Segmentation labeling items
* * *

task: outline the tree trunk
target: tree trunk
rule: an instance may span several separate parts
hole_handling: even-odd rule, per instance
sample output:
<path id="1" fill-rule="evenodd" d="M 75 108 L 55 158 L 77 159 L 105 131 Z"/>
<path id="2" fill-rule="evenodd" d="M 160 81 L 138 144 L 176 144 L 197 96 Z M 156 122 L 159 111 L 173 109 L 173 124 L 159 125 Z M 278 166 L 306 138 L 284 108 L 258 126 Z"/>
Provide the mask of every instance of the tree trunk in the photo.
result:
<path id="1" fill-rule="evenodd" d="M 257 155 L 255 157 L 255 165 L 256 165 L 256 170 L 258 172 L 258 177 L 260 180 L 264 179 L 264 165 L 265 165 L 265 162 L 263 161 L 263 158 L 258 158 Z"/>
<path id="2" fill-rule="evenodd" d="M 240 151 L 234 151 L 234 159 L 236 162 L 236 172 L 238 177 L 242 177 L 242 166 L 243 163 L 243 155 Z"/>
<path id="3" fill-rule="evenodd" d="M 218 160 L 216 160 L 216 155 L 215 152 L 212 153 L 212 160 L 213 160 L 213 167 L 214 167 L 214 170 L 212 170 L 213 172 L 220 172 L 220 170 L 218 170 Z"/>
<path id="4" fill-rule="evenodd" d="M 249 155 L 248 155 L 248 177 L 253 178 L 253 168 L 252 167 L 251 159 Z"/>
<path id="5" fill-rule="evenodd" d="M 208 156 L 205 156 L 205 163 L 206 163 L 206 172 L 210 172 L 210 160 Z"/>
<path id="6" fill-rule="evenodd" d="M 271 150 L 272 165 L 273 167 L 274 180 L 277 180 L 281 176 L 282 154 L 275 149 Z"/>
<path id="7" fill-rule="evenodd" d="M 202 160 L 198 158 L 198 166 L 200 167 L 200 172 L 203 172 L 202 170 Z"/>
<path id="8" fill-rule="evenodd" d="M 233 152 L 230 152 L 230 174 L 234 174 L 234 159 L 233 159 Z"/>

* * *

• Do this: Output the lines above as a two-column CSV with the headers instruction and mask, one row per block. Quote every field and replace line breaks with spaces.

• Task solution:
instruction,mask
"task: outline the tree trunk target: tree trunk rule: an instance may span several separate parts hole_handling: even-odd rule, per instance sample output: <path id=""1"" fill-rule=""evenodd"" d=""M 75 108 L 55 158 L 77 159 L 105 131 Z""/> <path id=""2"" fill-rule=""evenodd"" d=""M 160 81 L 138 144 L 176 144 L 197 96 Z M 156 122 L 159 111 L 173 109 L 173 124 L 159 125 Z M 278 166 L 306 138 L 284 108 L 258 126 Z""/> Provide the mask of every instance of the tree trunk in the photo. result:","<path id=""1"" fill-rule=""evenodd"" d=""M 257 155 L 255 157 L 255 165 L 256 165 L 256 170 L 258 172 L 258 177 L 260 180 L 264 179 L 264 165 L 265 165 L 265 162 L 263 161 L 263 158 L 258 158 Z""/> <path id=""2"" fill-rule=""evenodd"" d=""M 240 151 L 234 151 L 234 159 L 236 162 L 236 172 L 238 177 L 242 177 L 242 166 L 243 163 L 243 155 Z""/> <path id=""3"" fill-rule=""evenodd"" d=""M 218 160 L 216 160 L 216 155 L 215 152 L 212 153 L 212 160 L 213 160 L 213 167 L 214 167 L 214 170 L 212 170 L 213 172 L 220 172 L 220 170 L 218 170 Z""/> <path id=""4"" fill-rule=""evenodd"" d=""M 249 155 L 248 155 L 248 177 L 253 178 L 253 168 L 252 167 L 251 159 Z""/> <path id=""5"" fill-rule=""evenodd"" d=""M 208 156 L 205 156 L 205 163 L 206 163 L 206 172 L 210 172 L 210 160 Z""/> <path id=""6"" fill-rule=""evenodd"" d=""M 271 150 L 272 165 L 273 167 L 274 180 L 277 180 L 281 176 L 282 154 L 275 149 Z""/> <path id=""7"" fill-rule=""evenodd"" d=""M 202 160 L 198 158 L 198 166 L 200 167 L 200 172 L 203 172 L 202 170 Z""/> <path id=""8"" fill-rule=""evenodd"" d=""M 233 152 L 230 152 L 230 174 L 234 174 L 234 159 L 233 159 Z""/>"